▶ **WHAT YOU ARE ASKED TO DO**
Find the line containing "Please tag the chihuahua". Return it and every line after it, unchanged, up to and including the last line.

>> start SOURCE RECORDS

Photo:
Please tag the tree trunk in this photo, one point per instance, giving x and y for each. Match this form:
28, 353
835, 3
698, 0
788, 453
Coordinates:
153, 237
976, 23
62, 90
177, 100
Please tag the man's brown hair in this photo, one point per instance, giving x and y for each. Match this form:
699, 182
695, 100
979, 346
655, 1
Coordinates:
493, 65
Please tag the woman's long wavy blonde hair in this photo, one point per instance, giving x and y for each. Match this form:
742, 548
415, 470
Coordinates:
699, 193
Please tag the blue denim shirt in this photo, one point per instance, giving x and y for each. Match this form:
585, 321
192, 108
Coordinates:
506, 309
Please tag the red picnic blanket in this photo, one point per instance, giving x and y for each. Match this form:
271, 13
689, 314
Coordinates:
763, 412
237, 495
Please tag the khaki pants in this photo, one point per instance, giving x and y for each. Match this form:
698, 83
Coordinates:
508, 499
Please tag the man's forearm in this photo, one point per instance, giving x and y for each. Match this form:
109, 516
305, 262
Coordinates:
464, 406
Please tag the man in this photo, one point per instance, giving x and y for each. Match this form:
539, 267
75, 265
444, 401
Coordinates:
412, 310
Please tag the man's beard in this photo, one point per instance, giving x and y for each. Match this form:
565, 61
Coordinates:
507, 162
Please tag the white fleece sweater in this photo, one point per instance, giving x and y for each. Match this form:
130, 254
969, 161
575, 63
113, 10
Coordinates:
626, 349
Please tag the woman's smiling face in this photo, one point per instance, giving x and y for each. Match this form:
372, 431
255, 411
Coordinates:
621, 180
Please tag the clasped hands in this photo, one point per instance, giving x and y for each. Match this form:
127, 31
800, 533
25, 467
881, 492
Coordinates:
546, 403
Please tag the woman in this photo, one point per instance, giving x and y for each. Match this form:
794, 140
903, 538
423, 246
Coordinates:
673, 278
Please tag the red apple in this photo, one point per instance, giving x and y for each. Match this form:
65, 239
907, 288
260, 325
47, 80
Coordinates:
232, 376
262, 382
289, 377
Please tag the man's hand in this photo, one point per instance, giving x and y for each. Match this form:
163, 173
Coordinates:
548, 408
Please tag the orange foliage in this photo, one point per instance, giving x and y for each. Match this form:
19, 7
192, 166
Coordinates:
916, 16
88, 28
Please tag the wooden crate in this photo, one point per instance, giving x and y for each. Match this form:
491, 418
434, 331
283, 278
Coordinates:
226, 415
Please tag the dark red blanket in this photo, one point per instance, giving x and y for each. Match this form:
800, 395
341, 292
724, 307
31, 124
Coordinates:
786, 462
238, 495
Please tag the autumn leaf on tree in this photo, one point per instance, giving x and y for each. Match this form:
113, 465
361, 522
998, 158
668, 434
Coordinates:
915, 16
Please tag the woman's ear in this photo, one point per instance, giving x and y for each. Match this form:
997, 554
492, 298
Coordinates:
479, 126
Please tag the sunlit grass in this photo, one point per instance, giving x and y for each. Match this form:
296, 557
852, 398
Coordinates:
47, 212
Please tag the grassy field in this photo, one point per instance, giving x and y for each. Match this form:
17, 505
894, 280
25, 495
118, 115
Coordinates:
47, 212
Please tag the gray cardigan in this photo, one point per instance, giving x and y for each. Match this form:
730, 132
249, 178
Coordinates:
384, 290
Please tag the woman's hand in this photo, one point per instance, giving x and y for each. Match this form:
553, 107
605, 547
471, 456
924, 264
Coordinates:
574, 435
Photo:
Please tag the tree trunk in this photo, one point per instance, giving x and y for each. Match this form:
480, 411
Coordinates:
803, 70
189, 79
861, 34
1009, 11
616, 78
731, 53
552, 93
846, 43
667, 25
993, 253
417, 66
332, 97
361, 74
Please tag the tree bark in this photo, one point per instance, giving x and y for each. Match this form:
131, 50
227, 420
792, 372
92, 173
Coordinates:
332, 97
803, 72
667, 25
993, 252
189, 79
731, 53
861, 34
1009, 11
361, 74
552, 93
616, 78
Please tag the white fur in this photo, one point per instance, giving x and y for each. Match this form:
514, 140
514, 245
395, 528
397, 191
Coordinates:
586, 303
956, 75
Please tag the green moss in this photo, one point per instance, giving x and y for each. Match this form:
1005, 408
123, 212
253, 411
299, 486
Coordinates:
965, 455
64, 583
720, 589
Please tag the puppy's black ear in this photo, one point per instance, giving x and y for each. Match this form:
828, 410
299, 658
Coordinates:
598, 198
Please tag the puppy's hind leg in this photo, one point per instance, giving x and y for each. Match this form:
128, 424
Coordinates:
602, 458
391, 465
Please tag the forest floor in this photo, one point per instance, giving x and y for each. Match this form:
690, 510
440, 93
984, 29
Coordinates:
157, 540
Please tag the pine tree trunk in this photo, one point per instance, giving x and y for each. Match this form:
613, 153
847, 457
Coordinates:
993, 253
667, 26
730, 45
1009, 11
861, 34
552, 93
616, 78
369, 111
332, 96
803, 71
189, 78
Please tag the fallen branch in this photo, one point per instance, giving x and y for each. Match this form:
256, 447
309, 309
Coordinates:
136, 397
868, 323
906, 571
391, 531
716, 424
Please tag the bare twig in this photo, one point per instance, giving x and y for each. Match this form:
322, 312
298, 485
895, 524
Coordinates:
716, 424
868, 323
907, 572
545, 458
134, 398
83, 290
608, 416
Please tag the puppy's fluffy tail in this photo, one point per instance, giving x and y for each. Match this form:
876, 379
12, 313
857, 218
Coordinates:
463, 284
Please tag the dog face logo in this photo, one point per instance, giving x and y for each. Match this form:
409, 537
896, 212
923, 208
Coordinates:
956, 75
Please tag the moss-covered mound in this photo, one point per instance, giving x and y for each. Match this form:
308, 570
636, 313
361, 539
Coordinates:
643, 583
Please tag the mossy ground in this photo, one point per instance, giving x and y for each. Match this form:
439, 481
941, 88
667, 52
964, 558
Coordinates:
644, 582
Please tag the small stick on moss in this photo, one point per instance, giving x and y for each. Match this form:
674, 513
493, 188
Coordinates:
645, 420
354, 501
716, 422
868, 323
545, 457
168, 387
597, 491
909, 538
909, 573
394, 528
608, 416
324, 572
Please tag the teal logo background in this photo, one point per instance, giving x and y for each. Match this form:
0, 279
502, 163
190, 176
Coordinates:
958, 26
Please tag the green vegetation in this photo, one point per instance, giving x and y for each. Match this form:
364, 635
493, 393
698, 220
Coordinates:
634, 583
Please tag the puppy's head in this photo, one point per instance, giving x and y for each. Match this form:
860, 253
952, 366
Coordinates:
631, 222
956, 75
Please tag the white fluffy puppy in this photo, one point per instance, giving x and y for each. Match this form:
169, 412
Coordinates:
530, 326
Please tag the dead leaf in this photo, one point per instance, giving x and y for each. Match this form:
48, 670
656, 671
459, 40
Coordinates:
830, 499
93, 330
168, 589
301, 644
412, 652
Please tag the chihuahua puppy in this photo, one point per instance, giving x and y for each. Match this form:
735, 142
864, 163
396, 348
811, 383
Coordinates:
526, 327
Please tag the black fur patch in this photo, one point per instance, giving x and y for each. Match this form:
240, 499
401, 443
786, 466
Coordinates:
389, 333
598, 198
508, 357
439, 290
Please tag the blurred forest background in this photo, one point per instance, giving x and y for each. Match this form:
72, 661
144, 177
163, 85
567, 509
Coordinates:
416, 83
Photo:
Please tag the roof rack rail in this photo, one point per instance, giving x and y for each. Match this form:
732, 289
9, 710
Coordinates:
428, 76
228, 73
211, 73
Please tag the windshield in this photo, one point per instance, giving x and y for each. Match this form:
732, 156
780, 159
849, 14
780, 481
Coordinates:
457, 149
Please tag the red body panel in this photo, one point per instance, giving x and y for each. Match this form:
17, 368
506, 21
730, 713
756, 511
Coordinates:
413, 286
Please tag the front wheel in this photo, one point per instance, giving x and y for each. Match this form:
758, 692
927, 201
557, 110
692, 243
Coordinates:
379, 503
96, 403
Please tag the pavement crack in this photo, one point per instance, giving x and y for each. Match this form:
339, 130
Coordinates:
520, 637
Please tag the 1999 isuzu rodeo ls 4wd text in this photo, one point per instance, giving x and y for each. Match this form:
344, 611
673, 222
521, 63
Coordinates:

>> end SOURCE RECORDS

▶ **ANSWER IN FULL**
Please tag the chihuahua puppy in this photo, one point per instance, giving x and y for each. Match this form:
735, 142
864, 163
396, 348
811, 383
Coordinates:
526, 327
Please tag the black fur patch in this photo, one point per instance, giving x and y for each. Match this form:
240, 499
401, 443
786, 466
Coordinates:
389, 333
598, 198
508, 357
439, 290
Please tag the blurred forest background in this photo, one point per instance, giving x and y for each. Match this form:
72, 661
144, 177
163, 85
567, 509
Coordinates:
416, 83
Photo:
Please tag the roof rack rail in this photo, one point per instance, giving x and y for each. Match this form:
732, 289
9, 710
Coordinates:
428, 76
228, 73
211, 73
Please tag the windshield in this photo, one point per instance, giving x and y for each. Match this form:
732, 156
780, 159
849, 14
780, 481
Coordinates:
457, 149
Please tag the red body panel in this photo, one point per instance, giving x and y for each. Match this form:
17, 368
506, 21
730, 713
756, 511
Coordinates:
413, 286
Please tag the front wheel in this photo, one point per instance, giving x and y for each. Match this form:
758, 692
927, 201
557, 110
692, 243
Coordinates:
379, 503
96, 403
Please tag the pavement crack in this photo, one point per instance, giving x and y for each. Match this form:
339, 130
Coordinates:
520, 637
Please tag the 1999 isuzu rodeo ls 4wd text in this photo, one point per instance, giving x and y for each. Match this form:
344, 611
673, 222
521, 63
Coordinates:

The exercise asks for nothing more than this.